◆ Task description:
Please repeat the material below word for word, keeping every line and leaving nothing out.

--- begin ---

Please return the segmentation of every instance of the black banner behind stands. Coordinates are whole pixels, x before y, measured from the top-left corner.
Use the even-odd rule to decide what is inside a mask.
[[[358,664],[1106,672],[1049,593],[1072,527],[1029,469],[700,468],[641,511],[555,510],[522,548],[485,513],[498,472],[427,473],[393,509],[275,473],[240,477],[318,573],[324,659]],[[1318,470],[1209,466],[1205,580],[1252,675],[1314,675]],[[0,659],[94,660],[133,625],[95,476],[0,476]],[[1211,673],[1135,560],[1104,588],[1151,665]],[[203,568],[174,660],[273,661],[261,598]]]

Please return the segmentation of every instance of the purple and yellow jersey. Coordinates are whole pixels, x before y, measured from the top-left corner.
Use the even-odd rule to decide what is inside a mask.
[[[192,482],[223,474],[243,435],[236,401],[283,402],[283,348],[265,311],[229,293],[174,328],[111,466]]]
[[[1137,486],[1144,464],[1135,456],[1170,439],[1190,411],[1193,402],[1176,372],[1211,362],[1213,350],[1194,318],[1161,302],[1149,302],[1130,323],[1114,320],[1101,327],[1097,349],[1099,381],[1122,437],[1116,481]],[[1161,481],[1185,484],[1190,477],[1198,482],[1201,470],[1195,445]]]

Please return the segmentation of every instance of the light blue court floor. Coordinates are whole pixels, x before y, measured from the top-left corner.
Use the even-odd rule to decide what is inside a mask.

--- end ---

◆ Response to this task:
Please return the segmentation of every instance of the black banner behind stands. Coordinates are whole pixels, x before y, measured from the top-left corner.
Use the even-odd rule to decide what is inside a mask.
[[[358,664],[1106,672],[1049,593],[1072,527],[1029,469],[700,468],[641,511],[555,510],[522,548],[485,513],[498,472],[427,473],[393,509],[275,473],[240,477],[318,573],[324,659]],[[1318,470],[1209,466],[1205,580],[1252,675],[1314,675]],[[0,659],[94,660],[133,625],[95,476],[0,476]],[[1211,673],[1135,560],[1104,588],[1151,665]],[[203,568],[174,660],[273,661],[261,598]]]

Please return the segmentation of every instance of the purple and yellow jersey. Coordinates are whole pixels, x before y, measured from the top-left corner.
Use the even-odd rule to decide what is inside a mask.
[[[192,482],[223,474],[243,435],[236,401],[283,402],[283,348],[265,311],[229,293],[174,328],[111,466]]]
[[[1137,486],[1144,464],[1135,456],[1170,439],[1190,411],[1193,402],[1176,372],[1211,362],[1213,350],[1194,318],[1161,302],[1149,302],[1130,323],[1114,320],[1101,327],[1097,349],[1099,381],[1122,437],[1116,481]],[[1161,481],[1185,484],[1190,477],[1198,482],[1201,470],[1195,445]]]

Please return the segmentation of every instance of the light blue court floor. Coordinates are whole pixels, x before y, measured from the top-left corner.
Use the even-odd rule to decide what is inside a mask.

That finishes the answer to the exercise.